* [Do this]
Rewrite the entries from the line containing "Reviewer note: confirm that each instance of the blurred" through the end of the entries, inclusive, swapping "keypoint" for "marker" and leaving everything else unchanged.

* [Materials provided]
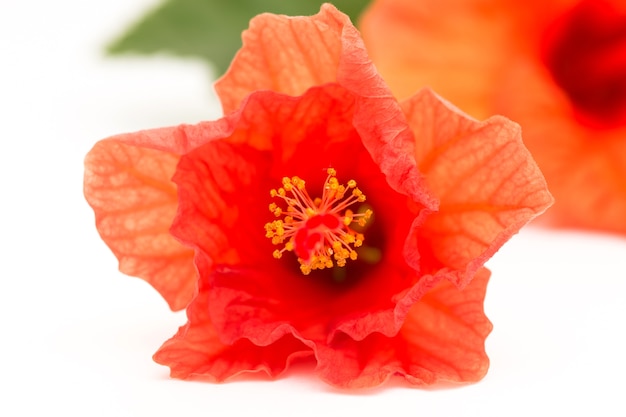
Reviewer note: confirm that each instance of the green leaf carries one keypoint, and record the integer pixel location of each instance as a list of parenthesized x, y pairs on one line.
[(210, 29)]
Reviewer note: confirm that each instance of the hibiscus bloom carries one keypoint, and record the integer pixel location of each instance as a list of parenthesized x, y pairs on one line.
[(557, 67), (319, 218)]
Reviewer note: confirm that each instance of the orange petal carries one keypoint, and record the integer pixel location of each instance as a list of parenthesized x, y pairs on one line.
[(431, 43), (585, 166), (128, 185), (196, 349), (486, 181), (442, 340), (284, 54)]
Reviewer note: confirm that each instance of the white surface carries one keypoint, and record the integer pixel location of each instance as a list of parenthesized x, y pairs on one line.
[(77, 337)]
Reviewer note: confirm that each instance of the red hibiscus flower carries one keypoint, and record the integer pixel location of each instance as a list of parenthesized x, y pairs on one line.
[(556, 67), (325, 220)]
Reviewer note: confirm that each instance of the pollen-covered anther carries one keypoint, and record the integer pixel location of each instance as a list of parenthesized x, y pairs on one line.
[(317, 229)]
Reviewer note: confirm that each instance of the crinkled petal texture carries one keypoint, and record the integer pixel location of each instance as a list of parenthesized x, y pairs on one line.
[(401, 312), (555, 67), (128, 185)]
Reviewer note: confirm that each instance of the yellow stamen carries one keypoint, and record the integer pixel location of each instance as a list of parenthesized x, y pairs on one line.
[(317, 230)]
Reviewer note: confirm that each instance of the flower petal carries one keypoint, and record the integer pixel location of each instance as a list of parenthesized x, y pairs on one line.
[(284, 54), (585, 166), (485, 179), (128, 185), (442, 341), (314, 51), (411, 50), (196, 350)]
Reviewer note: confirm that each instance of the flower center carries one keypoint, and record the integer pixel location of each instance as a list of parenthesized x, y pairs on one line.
[(585, 51), (317, 230)]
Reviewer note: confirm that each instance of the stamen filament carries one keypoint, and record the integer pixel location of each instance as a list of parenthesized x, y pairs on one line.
[(317, 230)]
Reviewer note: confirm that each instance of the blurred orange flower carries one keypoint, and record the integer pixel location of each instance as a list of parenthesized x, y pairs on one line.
[(558, 67)]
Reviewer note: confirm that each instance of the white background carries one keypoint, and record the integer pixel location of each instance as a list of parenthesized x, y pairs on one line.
[(76, 336)]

* [Output of the exercise]
Reviewer note: confirm that each instance of the blurred orange flower carries one marker, and record the integer pixel location of each instance as a list of parenthesized x, y pairs on one line.
[(558, 67)]
Reviewer note: confirm that each instance of the white background carries one marker, and record the integer pixel location of each instance as a list of parenthesized x, y pairs on one line.
[(76, 336)]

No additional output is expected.